DATA FOR PROCESSING ▸
start

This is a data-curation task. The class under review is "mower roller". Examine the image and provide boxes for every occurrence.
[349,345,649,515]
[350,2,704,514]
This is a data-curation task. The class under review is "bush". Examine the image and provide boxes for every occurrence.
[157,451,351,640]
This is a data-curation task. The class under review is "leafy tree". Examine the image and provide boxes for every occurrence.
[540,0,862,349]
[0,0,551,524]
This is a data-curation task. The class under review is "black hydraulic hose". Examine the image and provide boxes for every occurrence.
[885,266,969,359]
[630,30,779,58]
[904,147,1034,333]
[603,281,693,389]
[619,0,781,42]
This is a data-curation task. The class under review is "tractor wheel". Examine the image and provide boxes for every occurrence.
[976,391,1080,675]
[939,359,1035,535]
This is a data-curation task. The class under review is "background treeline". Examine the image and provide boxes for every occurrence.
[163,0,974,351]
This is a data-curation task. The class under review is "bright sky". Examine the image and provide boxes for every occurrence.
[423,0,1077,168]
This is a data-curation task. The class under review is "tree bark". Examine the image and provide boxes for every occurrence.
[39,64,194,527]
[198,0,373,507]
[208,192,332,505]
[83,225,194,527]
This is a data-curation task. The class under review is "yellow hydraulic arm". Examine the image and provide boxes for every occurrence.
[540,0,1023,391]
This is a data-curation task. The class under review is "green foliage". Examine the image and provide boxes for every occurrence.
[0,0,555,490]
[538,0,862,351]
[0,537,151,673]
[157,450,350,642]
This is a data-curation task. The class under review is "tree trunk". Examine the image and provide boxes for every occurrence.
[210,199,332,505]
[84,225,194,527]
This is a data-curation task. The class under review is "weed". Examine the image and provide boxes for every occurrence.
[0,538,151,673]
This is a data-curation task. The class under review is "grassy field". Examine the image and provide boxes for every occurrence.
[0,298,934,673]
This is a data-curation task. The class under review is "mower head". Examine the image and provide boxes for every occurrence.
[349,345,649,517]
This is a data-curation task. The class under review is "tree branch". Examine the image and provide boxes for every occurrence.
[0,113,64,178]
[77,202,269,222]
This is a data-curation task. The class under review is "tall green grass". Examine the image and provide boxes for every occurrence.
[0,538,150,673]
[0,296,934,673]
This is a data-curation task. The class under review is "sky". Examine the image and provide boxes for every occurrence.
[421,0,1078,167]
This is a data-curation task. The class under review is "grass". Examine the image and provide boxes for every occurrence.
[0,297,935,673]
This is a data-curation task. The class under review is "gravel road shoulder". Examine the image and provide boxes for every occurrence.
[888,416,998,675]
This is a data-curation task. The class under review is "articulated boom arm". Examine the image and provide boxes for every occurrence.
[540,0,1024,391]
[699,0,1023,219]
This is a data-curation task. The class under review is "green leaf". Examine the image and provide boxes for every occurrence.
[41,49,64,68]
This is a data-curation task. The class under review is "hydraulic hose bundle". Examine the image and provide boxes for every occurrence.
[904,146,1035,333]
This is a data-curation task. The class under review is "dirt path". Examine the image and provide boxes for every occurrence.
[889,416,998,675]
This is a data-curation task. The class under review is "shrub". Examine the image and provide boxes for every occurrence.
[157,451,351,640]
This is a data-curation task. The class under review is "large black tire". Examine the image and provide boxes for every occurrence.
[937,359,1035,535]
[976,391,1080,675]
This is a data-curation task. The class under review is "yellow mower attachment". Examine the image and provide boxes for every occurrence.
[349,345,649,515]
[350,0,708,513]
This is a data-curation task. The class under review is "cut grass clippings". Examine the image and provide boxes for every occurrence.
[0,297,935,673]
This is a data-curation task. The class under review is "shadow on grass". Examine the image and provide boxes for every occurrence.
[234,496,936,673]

end

WHAT THE EXERCISE ASKS ▸
Tally the lines of the entries above that contain the string "hose", treating uppercase and lowercase letters as different. Give only the number.

RESPONSE TO THE EXERCISE ▸
2